_TEXTAUSZUG_
_____

Falsche VersprechungenDigitalisierung der Hochschulen
Digitale Medien sind Monster … jedenfalls falsch verwendet ;)
Studis Online: Wer ihren Namen googelt, erfährt, dass Sie Monsterologe sind, also so etwas wie ein Monster-Experte. An dieser Stelle sollen Sie vornehmlich als Pädagoge und Bildungsforscher gefragt sein, der hierzulande als einer von ganz wenigen Wissenschaftlern vor den Gefahren der digitalen Medien warnt, insbesondere vor deren Vordringen in das Bildungssystem – von Kitas, über Schulen bis hinein in die Hochschulen. Sehen Sie gleichwohl Berührungspunkte zwischen beiden Forschungsfeldern?

_____

_GESPEICHERTE EINTRÄGE_
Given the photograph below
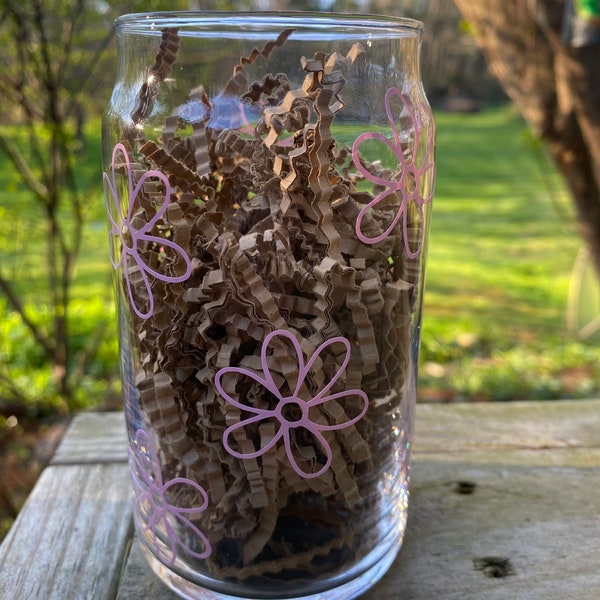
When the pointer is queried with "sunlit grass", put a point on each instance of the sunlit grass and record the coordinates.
(502, 247)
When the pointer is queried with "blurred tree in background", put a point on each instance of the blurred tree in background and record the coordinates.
(56, 73)
(546, 54)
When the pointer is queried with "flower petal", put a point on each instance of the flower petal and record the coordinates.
(379, 198)
(247, 373)
(264, 414)
(183, 482)
(342, 367)
(321, 442)
(270, 382)
(130, 289)
(334, 397)
(168, 244)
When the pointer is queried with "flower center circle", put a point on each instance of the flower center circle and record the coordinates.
(292, 411)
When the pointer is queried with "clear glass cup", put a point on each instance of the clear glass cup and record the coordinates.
(268, 181)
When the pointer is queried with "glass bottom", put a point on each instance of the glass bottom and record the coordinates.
(350, 585)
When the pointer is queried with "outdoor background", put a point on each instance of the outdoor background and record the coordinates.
(508, 288)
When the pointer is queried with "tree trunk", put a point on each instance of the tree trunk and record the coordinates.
(556, 85)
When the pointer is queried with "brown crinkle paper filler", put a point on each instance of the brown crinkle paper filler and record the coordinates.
(267, 220)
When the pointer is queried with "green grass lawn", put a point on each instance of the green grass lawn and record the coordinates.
(502, 247)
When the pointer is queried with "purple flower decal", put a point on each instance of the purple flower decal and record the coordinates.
(409, 174)
(295, 411)
(152, 500)
(129, 234)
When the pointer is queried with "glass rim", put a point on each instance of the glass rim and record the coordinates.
(197, 21)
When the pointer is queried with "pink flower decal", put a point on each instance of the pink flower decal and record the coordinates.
(296, 413)
(152, 499)
(128, 236)
(409, 174)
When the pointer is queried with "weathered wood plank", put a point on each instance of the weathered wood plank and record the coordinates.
(534, 470)
(507, 426)
(70, 539)
(97, 437)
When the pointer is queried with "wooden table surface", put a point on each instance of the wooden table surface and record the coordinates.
(497, 489)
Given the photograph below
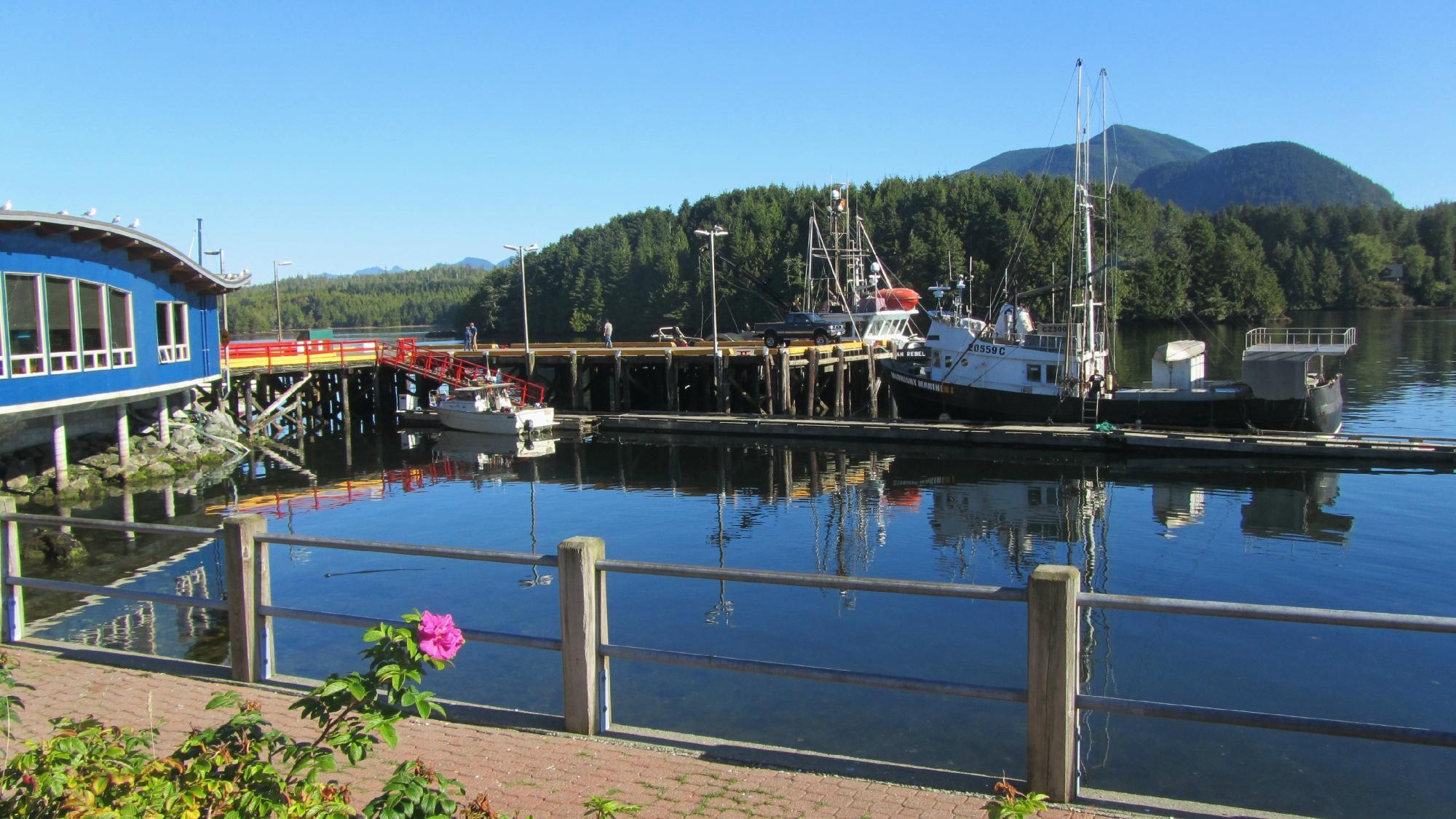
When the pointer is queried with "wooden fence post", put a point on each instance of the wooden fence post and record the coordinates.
(585, 673)
(247, 643)
(841, 381)
(874, 381)
(12, 598)
(786, 382)
(1052, 681)
(617, 382)
(574, 387)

_____

_AUFGABEN_
a - Zitiere aus dem Textauszug alles ab „Falsche VersprechungenDigitalisierung der“ bis einschließlich „zwischen beiden Forschungsfeldern?“.
b - Beantworte zum Textauszug diese Fragen:
(i) Als was wird die angesprochene Person bezeichnet, wenn man ihren Namen googelt?
(ii) In welchen beiden Rollen soll sie an dieser Stelle vornehmlich gefragt sein?
(iii) Vor welchem Vordringen digitaler Medien warnt sie insbesondere?
c - Fasse den Textauszug in zwei Sätzen zusammen.

_ANTWORTEN_
a -
Falsche VersprechungenDigitalisierung der Hochschulen
Digitale Medien sind Monster … jedenfalls falsch verwendet ;)
Studis Online: Wer ihren Namen googelt, erfährt, dass Sie Monsterologe sind, also so etwas wie ein Monster-Experte. An dieser Stelle sollen Sie vornehmlich als Pädagoge und Bildungsforscher gefragt sein, der hierzulande als einer von ganz wenigen Wissenschaftlern vor den Gefahren der digitalen Medien warnt, insbesondere vor deren Vordringen in das Bildungssystem – von Kitas, über Schulen bis hinein in die Hochschulen. Sehen Sie gleichwohl Berührungspunkte zwischen beiden Forschungsfeldern?

b -
(i) Als Monsterologe, also so etwas wie ein Monster-Experte.
(ii) Als Pädagoge und Bildungsforscher.
(iii) Vor ihrem Vordringen in das Bildungssystem, von Kitas über Schulen bis hinein in die Hochschulen.

c - Angesprochen wird ein Monsterologe, der hier vor allem als Pädagoge und Bildungsforscher gefragt ist und hierzulande als einer von ganz wenigen Wissenschaftlern vor den Gefahren digitaler Medien warnt, besonders vor ihrem Vordringen in das Bildungssystem von Kitas über Schulen bis in die Hochschulen. Er wird gefragt, ob er Berührungspunkte zwischen diesen beiden Forschungsfeldern sieht.